### TEXTE SOURCE:
Si l’on ajoute que Jessye Norman fit à 25 ans sa prise de rôle au Mai Musical Florentin, il ne faut pas être grand clerc pour remarquer que Sélika fut un temps l’apanage de cantatrices afro-américaines, paradoxe pour une héroïne qui n’a en réalité rien d’africain, mais aurait plutôt dû venir du sous-continent indien. L’Africaine n’est en effet qu’un working title de ce qui aurait dû finalement s’appeler Vasco de Gama, si les deux pères de cet opéra n’étaient décédés avant sa première : Scribe, le librettiste, en 1861, et Meyerbeer en 1865 (voir l’article que Louis Bilodeau consacré à cette gestation compliquée, et surtout très longue, puisque la conception du projet remonte à 1837 !). La création en 1865 ne donnait à entendre que les deux tiers de la partition, suite aux exigences de différents corps de métier qui refusaient une soirée durant entre sept et huit heures, notamment à cause de décors particulièrement lourds, synonymes d’entractes interminables. On regrette que les contraintes de place liées au nouveau format plus aéré de l’Avant-Scène Opéra n’aient pas permis de reproduire tout le texte coupé lors de la première parisienne. Rémy Campos explique pourquoi le choix des passages à couper fut confié au critique et musicologue  François-Joseph Fétis, « Belge déconcertant » dont il a publié une biographie il y a quelques années, plutôt qu’à un des illustres confrères de Meyerbeer. Judicieuse idée que celle de reproduire la préface ajoutée par Fétis à l’édition originale de la partition chez Brandus, où il justifie ses interventions.

### DONNÉES BRUTES:
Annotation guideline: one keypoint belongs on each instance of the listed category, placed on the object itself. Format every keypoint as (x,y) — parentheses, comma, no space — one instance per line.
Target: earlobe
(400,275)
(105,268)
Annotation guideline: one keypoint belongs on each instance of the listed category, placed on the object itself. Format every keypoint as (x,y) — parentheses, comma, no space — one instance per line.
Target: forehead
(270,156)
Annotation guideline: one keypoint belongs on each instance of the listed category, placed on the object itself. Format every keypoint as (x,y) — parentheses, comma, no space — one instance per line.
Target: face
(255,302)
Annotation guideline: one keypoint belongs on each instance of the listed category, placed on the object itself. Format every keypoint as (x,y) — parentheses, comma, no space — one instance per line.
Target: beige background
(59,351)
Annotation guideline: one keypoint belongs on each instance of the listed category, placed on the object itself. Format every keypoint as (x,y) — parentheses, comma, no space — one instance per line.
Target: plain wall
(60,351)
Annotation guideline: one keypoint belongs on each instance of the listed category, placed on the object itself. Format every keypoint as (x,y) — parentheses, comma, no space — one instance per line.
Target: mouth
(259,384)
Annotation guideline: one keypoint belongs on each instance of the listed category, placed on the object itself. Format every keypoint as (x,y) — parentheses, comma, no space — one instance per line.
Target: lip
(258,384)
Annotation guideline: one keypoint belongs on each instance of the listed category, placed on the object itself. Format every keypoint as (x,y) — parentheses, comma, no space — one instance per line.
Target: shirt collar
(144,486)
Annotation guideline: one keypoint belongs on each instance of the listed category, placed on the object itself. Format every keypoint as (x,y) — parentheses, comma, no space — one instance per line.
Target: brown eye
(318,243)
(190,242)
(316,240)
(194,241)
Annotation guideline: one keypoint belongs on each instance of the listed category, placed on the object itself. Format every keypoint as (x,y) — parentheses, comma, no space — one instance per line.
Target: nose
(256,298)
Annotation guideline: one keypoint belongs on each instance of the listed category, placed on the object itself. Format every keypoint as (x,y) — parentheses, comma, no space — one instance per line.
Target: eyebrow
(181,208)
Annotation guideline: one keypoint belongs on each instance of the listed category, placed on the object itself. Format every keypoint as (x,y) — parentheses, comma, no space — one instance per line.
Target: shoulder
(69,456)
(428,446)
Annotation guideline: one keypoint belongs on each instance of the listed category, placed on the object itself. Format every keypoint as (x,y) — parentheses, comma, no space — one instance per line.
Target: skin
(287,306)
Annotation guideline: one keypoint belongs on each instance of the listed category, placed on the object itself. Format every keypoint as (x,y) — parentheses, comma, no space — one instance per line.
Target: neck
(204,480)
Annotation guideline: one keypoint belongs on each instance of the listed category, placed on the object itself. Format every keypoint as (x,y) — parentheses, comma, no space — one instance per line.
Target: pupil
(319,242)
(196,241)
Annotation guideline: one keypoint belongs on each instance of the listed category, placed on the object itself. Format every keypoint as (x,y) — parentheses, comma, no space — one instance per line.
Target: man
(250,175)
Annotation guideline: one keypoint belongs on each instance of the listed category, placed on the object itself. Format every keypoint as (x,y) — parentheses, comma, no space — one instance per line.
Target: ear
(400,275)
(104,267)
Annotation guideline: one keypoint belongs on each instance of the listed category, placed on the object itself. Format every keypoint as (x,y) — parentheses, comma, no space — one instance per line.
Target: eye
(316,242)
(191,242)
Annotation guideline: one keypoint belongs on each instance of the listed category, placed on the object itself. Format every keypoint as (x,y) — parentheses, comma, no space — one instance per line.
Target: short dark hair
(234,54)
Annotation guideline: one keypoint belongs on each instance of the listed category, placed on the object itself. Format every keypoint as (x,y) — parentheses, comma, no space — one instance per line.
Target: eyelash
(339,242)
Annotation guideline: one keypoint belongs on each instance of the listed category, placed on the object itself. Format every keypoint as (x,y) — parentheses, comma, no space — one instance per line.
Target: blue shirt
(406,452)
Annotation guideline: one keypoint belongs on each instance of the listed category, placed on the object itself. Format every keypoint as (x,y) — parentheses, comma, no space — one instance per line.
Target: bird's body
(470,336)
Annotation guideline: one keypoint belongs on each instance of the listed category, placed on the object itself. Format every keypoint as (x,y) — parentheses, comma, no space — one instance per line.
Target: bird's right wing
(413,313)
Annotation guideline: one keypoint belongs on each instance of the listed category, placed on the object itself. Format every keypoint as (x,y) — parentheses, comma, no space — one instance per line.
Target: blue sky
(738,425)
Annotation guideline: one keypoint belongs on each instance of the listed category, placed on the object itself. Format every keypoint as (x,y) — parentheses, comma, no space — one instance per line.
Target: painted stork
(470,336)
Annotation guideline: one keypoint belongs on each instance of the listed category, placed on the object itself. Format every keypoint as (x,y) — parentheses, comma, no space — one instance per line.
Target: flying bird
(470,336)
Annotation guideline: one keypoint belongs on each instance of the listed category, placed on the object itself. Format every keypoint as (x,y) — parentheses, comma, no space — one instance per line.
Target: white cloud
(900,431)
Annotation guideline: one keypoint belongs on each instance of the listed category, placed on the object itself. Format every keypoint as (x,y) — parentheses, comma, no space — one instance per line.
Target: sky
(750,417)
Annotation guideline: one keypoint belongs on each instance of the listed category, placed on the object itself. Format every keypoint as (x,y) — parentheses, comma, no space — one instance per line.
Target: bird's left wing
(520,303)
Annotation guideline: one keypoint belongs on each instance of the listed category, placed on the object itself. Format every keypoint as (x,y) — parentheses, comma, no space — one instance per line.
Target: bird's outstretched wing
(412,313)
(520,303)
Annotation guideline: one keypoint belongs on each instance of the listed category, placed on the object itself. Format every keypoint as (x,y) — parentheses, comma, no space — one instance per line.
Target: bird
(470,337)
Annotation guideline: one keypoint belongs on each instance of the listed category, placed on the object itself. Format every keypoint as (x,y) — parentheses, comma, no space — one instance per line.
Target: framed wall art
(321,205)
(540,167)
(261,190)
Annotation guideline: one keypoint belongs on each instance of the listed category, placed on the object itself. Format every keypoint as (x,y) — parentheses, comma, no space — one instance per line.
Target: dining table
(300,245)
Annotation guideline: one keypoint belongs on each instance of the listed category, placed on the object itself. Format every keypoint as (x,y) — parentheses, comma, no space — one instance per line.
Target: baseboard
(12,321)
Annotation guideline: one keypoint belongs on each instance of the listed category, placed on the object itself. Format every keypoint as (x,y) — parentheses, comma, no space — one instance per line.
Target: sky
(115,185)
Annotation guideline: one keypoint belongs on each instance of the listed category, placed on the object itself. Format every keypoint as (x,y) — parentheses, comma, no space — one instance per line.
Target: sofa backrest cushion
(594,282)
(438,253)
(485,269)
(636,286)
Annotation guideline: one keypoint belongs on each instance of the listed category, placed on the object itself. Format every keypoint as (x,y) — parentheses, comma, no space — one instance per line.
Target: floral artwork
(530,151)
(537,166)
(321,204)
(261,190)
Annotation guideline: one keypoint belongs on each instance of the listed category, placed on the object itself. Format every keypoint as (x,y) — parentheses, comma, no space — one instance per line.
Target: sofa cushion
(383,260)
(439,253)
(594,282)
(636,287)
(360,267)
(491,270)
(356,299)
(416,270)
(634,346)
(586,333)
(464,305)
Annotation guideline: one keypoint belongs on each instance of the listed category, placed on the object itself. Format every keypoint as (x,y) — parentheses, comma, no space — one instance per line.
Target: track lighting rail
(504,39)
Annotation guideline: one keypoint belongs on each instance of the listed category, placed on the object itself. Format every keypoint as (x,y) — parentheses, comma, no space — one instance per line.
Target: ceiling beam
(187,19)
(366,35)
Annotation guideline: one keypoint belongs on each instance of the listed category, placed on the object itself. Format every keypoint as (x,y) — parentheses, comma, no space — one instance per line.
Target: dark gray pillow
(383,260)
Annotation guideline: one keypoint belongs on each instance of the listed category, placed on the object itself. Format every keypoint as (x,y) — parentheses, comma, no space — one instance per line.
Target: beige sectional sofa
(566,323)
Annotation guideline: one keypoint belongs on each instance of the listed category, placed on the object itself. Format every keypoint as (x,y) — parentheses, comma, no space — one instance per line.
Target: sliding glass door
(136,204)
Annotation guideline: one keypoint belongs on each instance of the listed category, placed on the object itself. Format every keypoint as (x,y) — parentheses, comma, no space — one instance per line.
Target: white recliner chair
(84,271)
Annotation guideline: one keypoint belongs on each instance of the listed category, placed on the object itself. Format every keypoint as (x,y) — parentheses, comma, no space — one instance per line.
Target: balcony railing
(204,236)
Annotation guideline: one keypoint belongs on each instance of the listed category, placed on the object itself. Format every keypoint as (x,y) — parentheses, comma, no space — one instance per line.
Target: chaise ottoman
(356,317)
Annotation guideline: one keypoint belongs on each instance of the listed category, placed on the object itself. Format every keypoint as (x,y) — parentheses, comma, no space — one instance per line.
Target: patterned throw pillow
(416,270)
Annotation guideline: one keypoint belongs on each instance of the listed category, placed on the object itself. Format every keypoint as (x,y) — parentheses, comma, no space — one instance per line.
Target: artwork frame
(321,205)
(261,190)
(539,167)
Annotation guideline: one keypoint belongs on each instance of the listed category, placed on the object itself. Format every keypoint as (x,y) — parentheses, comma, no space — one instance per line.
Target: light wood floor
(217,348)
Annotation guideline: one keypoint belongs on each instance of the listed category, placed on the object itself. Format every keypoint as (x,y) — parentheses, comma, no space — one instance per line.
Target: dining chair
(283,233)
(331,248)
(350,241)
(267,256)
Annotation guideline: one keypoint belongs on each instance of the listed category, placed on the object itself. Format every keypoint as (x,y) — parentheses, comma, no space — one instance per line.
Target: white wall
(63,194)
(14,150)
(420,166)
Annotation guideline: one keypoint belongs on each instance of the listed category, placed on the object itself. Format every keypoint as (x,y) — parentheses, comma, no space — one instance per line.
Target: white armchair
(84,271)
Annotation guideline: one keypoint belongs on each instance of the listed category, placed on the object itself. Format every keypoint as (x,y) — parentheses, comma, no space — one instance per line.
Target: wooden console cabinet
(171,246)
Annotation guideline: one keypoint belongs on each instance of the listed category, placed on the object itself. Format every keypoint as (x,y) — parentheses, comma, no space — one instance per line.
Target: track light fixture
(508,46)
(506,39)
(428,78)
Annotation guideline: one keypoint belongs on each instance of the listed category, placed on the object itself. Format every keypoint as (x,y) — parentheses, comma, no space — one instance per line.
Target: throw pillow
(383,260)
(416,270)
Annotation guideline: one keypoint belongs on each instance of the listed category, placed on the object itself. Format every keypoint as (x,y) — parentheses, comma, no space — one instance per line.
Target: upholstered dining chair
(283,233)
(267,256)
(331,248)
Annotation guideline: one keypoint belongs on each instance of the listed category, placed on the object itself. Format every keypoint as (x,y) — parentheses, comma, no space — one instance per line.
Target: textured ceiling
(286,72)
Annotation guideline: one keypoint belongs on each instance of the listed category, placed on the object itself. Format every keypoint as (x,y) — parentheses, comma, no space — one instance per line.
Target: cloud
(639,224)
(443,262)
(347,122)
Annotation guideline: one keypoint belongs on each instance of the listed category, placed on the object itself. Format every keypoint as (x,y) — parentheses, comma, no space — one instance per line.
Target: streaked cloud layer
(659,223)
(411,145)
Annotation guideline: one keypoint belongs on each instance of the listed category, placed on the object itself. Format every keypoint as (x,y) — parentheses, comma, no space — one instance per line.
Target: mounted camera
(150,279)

### ÉNONCÉ:
Répondez aux questions suivantes d'après l'extrait sur L'Africaine :
1. À quel âge Jessye Norman a-t-elle fait sa prise de rôle au Mai Musical Florentin ?
2. Quel titre l'opéra aurait-il dû finalement porter ?
3. À qui fut confié le choix des passages à couper ?
Appuyez-vous uniquement sur l'extrait pour répondre.

### CORRIGÉ:
1. À 25 ans.
2. Vasco de Gama.
3. Au critique et musicologue François-Joseph Fétis.